→ DIRECTIONS: Copy every line of text in the entries below word for word. Leave out the pictures themselves.

====== DATA SECTION

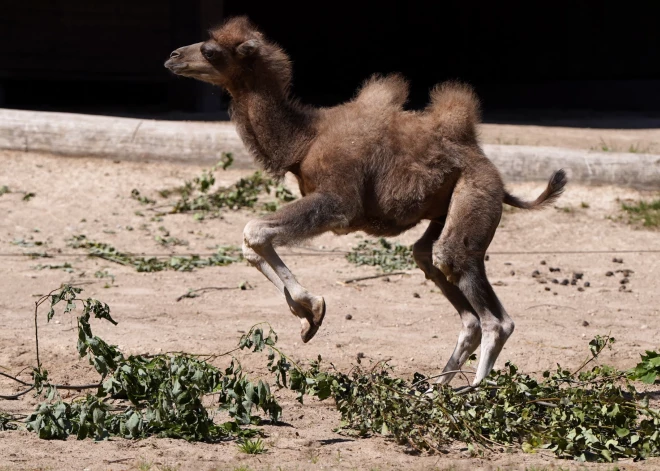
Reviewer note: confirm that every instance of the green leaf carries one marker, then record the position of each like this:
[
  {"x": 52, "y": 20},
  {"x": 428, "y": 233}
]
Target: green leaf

============

→ SOLVED EXERCISE:
Reviewer note: confirm that every instance of the green leaf carries one marker, then record the position of each like this:
[
  {"x": 52, "y": 20},
  {"x": 428, "y": 233}
]
Target: green leaf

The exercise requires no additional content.